**EXERCISE DESCRIPTION:** Below are the entries to work from; restate word for word the portion that opens with the line containing "An <instance> block" and closes with the line containing "negative clicks: (316, 392)", keeping both.

------------------------------------

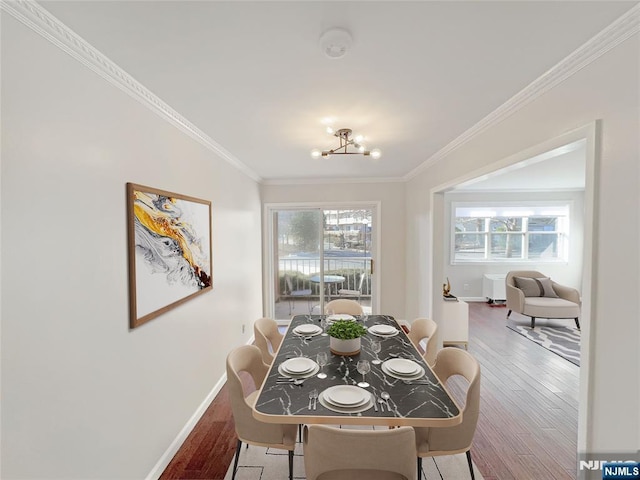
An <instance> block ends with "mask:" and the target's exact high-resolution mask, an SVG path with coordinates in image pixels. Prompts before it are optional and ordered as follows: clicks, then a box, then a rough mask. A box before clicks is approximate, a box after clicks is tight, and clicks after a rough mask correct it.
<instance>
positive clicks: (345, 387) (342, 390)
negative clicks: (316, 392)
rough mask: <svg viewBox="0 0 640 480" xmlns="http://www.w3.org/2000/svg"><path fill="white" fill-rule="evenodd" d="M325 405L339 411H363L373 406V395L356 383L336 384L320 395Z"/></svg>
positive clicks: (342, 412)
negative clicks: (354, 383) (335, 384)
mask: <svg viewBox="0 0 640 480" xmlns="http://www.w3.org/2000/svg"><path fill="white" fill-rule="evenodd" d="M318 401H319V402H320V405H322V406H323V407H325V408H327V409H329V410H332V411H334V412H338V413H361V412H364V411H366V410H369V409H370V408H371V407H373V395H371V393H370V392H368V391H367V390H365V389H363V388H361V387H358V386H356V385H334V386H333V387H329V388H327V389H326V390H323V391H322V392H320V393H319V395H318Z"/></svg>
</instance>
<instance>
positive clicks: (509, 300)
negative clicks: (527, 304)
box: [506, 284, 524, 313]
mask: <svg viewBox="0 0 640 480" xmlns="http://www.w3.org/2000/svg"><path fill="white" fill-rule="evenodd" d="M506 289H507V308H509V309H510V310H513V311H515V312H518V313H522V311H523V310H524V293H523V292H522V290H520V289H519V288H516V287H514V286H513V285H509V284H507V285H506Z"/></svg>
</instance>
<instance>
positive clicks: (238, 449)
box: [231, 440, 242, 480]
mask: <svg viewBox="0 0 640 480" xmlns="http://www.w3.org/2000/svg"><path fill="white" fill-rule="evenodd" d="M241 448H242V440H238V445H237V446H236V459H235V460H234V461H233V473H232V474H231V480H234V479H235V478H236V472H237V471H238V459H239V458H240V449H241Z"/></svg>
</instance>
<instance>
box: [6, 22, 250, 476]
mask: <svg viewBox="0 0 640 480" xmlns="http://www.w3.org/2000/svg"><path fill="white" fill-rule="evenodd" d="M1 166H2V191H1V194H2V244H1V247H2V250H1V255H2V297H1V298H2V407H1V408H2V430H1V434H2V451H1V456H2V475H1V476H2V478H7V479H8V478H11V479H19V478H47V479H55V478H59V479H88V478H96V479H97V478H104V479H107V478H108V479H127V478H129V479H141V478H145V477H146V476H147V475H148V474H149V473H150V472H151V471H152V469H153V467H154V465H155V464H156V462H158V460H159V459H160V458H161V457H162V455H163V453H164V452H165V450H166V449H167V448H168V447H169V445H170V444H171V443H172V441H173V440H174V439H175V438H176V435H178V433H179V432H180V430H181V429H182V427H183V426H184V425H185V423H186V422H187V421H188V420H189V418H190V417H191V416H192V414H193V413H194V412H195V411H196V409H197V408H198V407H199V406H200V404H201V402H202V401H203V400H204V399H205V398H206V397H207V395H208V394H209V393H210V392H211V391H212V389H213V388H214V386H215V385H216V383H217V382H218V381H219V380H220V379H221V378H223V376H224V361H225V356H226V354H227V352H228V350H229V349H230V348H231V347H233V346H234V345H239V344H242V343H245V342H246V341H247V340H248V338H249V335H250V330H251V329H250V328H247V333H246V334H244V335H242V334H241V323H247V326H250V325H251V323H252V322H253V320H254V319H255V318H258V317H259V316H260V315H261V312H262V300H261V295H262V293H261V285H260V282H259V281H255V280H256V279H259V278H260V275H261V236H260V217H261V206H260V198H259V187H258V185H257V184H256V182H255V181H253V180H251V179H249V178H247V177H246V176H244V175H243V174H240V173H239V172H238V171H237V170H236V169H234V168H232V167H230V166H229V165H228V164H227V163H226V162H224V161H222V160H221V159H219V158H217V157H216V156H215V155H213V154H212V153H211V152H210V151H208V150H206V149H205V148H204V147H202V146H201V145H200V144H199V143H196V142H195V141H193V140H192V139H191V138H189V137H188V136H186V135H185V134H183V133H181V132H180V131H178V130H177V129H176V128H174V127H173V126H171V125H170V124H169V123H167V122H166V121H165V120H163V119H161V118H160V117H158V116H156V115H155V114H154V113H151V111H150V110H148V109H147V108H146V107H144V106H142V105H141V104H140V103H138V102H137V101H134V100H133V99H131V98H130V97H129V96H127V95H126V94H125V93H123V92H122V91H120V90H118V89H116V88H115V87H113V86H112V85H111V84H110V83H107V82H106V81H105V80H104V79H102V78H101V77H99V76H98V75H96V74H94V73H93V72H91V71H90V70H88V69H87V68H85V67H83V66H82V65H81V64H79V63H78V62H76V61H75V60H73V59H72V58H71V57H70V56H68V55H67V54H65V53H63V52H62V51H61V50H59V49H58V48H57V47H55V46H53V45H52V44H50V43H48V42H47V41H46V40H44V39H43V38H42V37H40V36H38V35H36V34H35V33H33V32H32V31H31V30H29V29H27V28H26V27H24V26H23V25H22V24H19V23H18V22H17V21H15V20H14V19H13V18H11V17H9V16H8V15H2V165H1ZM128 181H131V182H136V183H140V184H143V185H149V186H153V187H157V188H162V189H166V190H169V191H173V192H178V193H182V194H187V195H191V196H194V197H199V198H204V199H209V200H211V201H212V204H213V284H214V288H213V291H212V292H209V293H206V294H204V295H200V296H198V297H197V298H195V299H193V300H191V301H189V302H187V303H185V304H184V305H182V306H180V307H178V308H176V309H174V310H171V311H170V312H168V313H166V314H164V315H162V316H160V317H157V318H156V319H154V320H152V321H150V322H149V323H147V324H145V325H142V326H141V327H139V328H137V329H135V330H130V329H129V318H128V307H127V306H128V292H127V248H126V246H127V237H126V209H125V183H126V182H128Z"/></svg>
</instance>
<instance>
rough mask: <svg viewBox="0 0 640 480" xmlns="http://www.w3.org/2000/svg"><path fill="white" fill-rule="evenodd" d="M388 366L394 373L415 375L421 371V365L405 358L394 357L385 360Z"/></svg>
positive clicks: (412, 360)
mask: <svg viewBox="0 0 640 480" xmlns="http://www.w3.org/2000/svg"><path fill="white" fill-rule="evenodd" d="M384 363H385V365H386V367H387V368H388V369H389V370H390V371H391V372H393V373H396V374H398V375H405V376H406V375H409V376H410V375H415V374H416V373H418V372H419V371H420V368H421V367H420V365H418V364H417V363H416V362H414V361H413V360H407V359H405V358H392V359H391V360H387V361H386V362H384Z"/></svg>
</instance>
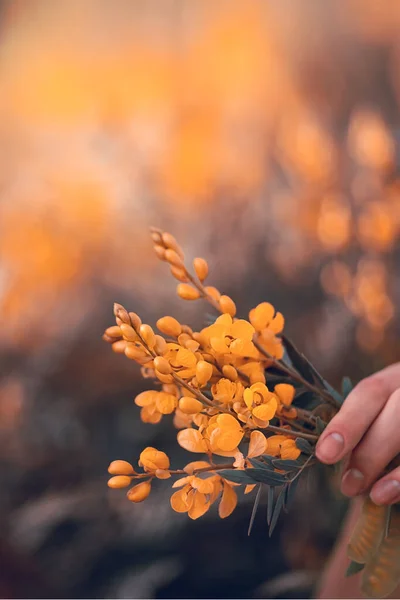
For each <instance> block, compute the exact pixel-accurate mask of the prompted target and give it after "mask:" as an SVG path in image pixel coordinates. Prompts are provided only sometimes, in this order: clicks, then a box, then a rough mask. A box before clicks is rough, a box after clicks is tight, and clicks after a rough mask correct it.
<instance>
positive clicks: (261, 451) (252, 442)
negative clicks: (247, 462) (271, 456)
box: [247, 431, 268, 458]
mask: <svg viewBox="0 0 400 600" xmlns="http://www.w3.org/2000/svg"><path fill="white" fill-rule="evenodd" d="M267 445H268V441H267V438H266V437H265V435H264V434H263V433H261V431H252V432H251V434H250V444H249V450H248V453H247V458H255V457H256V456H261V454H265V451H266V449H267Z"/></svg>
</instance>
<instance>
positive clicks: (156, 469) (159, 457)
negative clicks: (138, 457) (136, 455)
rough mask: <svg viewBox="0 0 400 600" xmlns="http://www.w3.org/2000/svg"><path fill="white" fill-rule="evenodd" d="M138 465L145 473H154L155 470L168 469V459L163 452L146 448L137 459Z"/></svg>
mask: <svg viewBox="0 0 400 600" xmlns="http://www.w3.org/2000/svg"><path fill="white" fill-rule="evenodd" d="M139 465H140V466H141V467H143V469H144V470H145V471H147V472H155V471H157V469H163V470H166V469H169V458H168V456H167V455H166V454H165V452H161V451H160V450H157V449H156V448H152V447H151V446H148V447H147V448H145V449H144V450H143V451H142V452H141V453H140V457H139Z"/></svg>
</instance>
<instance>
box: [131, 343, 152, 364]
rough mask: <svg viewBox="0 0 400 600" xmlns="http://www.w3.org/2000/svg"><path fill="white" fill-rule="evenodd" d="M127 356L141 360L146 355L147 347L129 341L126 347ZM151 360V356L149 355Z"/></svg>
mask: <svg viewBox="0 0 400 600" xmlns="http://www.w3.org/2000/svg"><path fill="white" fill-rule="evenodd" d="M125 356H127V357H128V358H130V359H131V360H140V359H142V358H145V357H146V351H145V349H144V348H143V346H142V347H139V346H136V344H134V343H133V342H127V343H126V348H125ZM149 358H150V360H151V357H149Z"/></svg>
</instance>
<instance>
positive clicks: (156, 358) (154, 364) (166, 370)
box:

------------------------------------

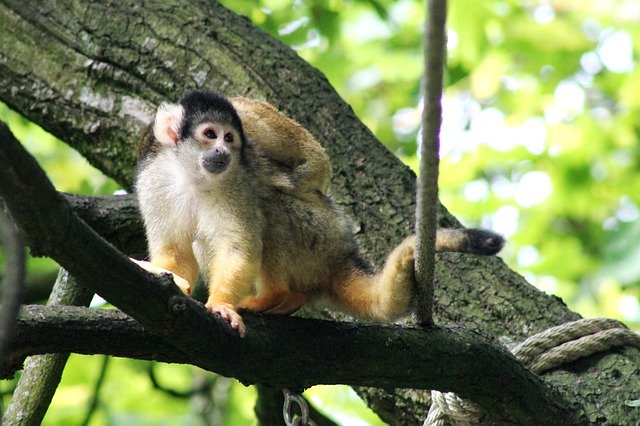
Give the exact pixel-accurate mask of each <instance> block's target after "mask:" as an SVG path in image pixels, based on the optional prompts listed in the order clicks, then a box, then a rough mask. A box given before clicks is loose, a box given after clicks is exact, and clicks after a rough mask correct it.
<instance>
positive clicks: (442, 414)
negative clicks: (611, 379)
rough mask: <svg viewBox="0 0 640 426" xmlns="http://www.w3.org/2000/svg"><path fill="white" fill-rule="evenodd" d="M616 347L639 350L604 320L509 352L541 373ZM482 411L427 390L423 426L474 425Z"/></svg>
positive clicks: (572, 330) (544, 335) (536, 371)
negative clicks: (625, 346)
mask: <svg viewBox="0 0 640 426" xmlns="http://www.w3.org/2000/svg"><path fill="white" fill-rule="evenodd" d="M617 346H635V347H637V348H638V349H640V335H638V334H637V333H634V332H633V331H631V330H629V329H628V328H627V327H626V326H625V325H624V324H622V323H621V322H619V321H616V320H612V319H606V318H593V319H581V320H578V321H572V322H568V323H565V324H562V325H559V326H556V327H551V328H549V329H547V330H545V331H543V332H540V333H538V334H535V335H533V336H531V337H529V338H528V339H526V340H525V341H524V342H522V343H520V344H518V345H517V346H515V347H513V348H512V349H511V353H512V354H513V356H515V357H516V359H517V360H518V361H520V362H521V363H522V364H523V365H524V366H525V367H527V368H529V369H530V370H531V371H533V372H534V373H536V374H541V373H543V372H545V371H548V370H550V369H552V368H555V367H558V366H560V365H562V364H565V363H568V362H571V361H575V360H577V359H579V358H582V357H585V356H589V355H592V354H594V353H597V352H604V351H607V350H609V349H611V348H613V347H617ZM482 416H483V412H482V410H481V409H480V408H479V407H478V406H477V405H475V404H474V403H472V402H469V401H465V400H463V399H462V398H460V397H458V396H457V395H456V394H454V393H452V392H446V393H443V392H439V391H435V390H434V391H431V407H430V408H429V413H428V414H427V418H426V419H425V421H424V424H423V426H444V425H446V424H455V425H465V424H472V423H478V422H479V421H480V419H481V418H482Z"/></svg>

------------------------------------

**TASK RESULT:**
An <instance> block ends with "mask:" and the target's exact high-resolution mask, an SVG path with coordinates in image pixels. Prompts before it are optional and ordered as follows: clicks, then a box, then a rough mask. A box before clicks is approximate, a box after clicks is tight, and clicks after a rough mask correct it.
<instance>
positive clicks: (345, 387) (342, 390)
negative clicks: (316, 392)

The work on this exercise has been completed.